- PROBLEM DETAILS -
Present every row below as a numbered list, leaving out any blank lines.

Top of SOURCE MATERIAL

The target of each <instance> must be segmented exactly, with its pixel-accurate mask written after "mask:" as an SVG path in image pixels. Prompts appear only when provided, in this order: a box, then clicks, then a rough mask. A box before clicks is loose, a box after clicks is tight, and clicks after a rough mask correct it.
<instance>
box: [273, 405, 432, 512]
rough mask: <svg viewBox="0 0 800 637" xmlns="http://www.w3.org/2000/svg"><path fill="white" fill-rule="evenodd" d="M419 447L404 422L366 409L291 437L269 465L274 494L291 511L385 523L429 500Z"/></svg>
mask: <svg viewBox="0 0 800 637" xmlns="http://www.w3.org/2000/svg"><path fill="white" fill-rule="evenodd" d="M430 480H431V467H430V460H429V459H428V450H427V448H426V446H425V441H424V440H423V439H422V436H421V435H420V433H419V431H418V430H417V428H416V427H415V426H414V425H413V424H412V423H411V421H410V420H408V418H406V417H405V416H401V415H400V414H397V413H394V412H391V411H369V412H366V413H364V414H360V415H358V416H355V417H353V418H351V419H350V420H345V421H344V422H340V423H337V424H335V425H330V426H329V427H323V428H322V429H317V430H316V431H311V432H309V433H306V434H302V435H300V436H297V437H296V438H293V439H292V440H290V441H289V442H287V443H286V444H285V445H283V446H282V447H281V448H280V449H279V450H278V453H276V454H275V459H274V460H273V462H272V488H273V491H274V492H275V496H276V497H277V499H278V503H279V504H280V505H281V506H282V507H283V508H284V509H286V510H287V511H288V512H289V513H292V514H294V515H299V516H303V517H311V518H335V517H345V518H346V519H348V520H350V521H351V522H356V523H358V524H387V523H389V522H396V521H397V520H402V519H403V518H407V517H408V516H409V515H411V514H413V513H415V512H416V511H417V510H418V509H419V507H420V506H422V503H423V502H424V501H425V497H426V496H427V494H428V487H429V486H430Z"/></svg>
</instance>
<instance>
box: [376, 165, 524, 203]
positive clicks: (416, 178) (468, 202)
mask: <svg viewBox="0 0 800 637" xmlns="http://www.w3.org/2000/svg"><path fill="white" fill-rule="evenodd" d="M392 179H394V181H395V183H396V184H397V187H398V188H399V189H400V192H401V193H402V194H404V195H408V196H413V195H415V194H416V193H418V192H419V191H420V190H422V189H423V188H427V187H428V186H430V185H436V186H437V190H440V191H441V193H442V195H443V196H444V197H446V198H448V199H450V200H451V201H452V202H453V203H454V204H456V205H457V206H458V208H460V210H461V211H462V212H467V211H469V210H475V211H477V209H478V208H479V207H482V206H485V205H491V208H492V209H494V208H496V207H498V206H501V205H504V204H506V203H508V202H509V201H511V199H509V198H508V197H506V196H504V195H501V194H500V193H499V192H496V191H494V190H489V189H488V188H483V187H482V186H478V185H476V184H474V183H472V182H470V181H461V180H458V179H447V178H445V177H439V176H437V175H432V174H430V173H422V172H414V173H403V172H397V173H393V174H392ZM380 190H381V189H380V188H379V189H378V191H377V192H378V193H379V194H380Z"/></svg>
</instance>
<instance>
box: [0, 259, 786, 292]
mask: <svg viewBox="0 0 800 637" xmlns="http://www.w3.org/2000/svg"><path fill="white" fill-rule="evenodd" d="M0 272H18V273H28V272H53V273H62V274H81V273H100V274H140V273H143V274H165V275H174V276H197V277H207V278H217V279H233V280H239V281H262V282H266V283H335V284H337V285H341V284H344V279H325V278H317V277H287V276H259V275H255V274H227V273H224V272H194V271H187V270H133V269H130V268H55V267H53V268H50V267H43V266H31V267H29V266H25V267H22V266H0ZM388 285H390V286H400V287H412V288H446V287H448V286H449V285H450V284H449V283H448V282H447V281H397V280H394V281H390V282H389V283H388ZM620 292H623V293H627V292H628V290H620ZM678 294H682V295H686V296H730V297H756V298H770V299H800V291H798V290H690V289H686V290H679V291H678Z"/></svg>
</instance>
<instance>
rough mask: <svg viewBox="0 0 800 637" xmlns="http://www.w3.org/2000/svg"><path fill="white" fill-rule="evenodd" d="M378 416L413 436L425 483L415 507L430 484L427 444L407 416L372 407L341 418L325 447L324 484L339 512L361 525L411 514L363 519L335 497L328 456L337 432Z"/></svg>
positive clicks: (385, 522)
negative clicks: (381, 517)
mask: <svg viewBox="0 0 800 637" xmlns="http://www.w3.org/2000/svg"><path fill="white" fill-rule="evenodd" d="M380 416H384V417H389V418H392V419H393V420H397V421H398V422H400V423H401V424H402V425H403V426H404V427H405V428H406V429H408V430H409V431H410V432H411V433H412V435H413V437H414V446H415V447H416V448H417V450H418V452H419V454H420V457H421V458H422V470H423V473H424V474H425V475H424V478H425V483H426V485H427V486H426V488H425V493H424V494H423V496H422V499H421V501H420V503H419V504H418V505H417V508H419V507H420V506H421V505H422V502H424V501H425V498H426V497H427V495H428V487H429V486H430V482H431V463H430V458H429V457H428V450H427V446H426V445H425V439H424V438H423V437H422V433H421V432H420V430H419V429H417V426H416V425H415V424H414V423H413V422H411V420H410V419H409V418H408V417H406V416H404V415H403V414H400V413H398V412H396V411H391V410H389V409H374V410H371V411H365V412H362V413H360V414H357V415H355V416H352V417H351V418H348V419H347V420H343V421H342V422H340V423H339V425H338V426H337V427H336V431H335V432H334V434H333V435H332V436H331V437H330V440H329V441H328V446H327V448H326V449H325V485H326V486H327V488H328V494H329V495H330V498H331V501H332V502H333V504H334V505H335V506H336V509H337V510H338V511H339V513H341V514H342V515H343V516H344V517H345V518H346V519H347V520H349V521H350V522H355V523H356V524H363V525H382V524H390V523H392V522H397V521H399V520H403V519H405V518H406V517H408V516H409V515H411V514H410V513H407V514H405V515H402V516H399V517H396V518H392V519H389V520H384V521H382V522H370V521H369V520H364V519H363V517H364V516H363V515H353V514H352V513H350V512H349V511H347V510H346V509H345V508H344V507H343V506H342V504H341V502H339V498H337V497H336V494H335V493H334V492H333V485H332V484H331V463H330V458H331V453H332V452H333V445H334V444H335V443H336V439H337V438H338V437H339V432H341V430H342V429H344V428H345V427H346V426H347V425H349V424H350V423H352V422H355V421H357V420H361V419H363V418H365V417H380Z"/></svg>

Bottom of SOURCE MATERIAL

- COMPLETED TASK -
1. The target of each <instance> must be segmented exactly, with its pixel-accurate mask written after "mask:" as an SVG path in image pixels. Prompts appear only when provided, in this order: a box, then clicks, then a rough mask. A box before clicks is loose, a box after clicks is tight, and clicks after a rough mask correct it.
2. <instance>
3. box: [273, 405, 432, 512]
4. rough mask: <svg viewBox="0 0 800 637" xmlns="http://www.w3.org/2000/svg"><path fill="white" fill-rule="evenodd" d="M419 447L404 422L366 409L291 437L269 465L274 494L291 511L385 523L429 500Z"/></svg>
5. mask: <svg viewBox="0 0 800 637" xmlns="http://www.w3.org/2000/svg"><path fill="white" fill-rule="evenodd" d="M430 480H431V467H430V460H429V459H428V450H427V448H426V446H425V441H424V440H423V439H422V436H421V435H420V433H419V431H418V430H417V428H416V427H415V426H414V425H413V424H412V423H411V421H410V420H408V418H406V417H405V416H401V415H400V414H397V413H394V412H391V411H369V412H366V413H364V414H360V415H358V416H355V417H353V418H351V419H350V420H345V421H344V422H340V423H337V424H335V425H330V426H329V427H323V428H322V429H317V430H316V431H311V432H309V433H306V434H302V435H300V436H297V437H296V438H293V439H292V440H290V441H289V442H287V443H286V444H285V445H283V446H282V447H281V448H280V449H279V450H278V453H276V454H275V459H274V460H273V462H272V488H273V491H274V492H275V496H276V497H277V499H278V503H279V504H280V505H281V506H282V507H283V508H284V509H286V510H287V511H288V512H289V513H292V514H294V515H299V516H303V517H311V518H335V517H345V518H346V519H348V520H350V521H351V522H356V523H358V524H387V523H389V522H396V521H397V520H402V519H403V518H407V517H408V516H409V515H411V514H413V513H415V512H416V511H417V510H418V509H419V507H420V506H422V503H423V502H424V501H425V497H426V496H427V494H428V487H429V486H430Z"/></svg>
6. </instance>
7. <instance>
8. box: [376, 165, 524, 203]
9. positive clicks: (416, 178) (468, 202)
10. mask: <svg viewBox="0 0 800 637" xmlns="http://www.w3.org/2000/svg"><path fill="white" fill-rule="evenodd" d="M392 179H394V181H395V183H396V184H397V187H398V188H399V189H400V192H401V193H402V194H404V195H408V196H413V195H415V194H416V193H418V192H419V191H420V190H422V189H423V188H427V187H428V186H430V185H436V186H437V190H440V191H441V193H442V195H443V196H444V197H446V198H448V199H450V200H451V201H452V202H453V203H454V204H456V205H457V206H458V208H460V210H461V211H462V212H467V211H469V210H475V211H477V209H478V208H479V207H482V206H485V205H491V208H492V209H494V208H496V207H498V206H501V205H504V204H506V203H508V202H509V201H511V199H509V198H508V197H506V196H504V195H501V194H500V193H499V192H496V191H494V190H489V189H488V188H483V187H482V186H478V185H476V184H474V183H472V182H470V181H461V180H458V179H447V178H445V177H439V176H437V175H432V174H430V173H422V172H414V173H403V172H397V173H393V174H392ZM380 190H381V189H380V188H379V189H378V191H377V192H378V193H379V194H380Z"/></svg>
11. </instance>
12. <instance>
13. box: [0, 259, 786, 292]
14. mask: <svg viewBox="0 0 800 637" xmlns="http://www.w3.org/2000/svg"><path fill="white" fill-rule="evenodd" d="M0 272H18V273H28V272H53V273H62V274H81V273H100V274H140V273H143V274H165V275H174V276H197V277H207V278H217V279H233V280H239V281H262V282H266V283H335V284H337V285H341V284H344V279H325V278H317V277H287V276H259V275H255V274H227V273H224V272H194V271H187V270H133V269H130V268H55V267H53V268H50V267H43V266H31V267H29V266H25V267H22V266H0ZM388 285H390V286H400V287H412V288H446V287H448V286H449V285H450V284H449V283H448V282H447V281H397V280H394V281H390V282H389V283H388ZM620 292H623V293H627V292H628V290H620ZM678 294H682V295H686V296H730V297H756V298H770V299H800V291H798V290H690V289H686V290H679V291H678Z"/></svg>
15. </instance>
16. <instance>
17. rough mask: <svg viewBox="0 0 800 637" xmlns="http://www.w3.org/2000/svg"><path fill="white" fill-rule="evenodd" d="M378 416L413 436L425 483L415 507L430 484L427 444L407 416L372 407L341 418L325 447L324 484L339 512L361 525L411 514L363 519L335 497L328 456L337 432Z"/></svg>
18. positive clicks: (385, 522)
19. negative clicks: (381, 517)
20. mask: <svg viewBox="0 0 800 637" xmlns="http://www.w3.org/2000/svg"><path fill="white" fill-rule="evenodd" d="M380 416H384V417H389V418H392V419H393V420H397V421H398V422H400V423H401V424H402V425H403V426H404V427H405V428H406V429H408V430H409V431H410V432H411V433H412V435H413V437H414V446H415V447H416V448H417V450H418V452H419V454H420V457H421V458H422V470H423V473H424V474H425V475H424V478H425V483H426V485H427V486H426V488H425V493H424V494H423V496H422V499H421V501H420V503H419V504H418V505H417V508H419V507H420V506H421V505H422V502H424V501H425V498H426V497H427V495H428V487H429V486H430V482H431V463H430V458H429V457H428V450H427V446H426V445H425V439H424V438H423V437H422V433H421V432H420V430H419V429H417V426H416V425H415V424H414V423H413V422H411V420H410V419H409V418H408V417H406V416H404V415H403V414H400V413H398V412H396V411H391V410H389V409H374V410H371V411H365V412H362V413H360V414H357V415H355V416H352V417H351V418H348V419H347V420H343V421H342V422H340V423H339V425H338V426H337V427H336V431H335V432H334V434H333V435H332V436H331V437H330V440H329V441H328V446H327V448H326V449H325V485H326V486H327V488H328V494H329V495H330V498H331V501H332V502H333V504H334V505H335V506H336V509H337V510H338V511H339V513H341V514H342V515H343V516H344V517H345V518H346V519H347V520H349V521H350V522H355V523H356V524H363V525H382V524H390V523H392V522H397V521H399V520H403V519H405V518H406V517H408V516H409V515H411V514H410V513H407V514H405V515H402V516H399V517H396V518H392V519H389V520H384V521H382V522H370V521H369V520H364V519H363V517H364V516H363V515H353V514H352V513H350V512H349V511H347V510H346V509H345V508H344V507H343V506H342V504H341V502H339V498H337V497H336V494H335V493H334V492H333V485H332V484H331V463H330V458H331V453H332V452H333V445H334V444H335V443H336V439H337V438H338V437H339V432H341V430H342V429H344V428H345V427H346V426H347V425H349V424H350V423H352V422H355V421H357V420H361V419H363V418H365V417H380Z"/></svg>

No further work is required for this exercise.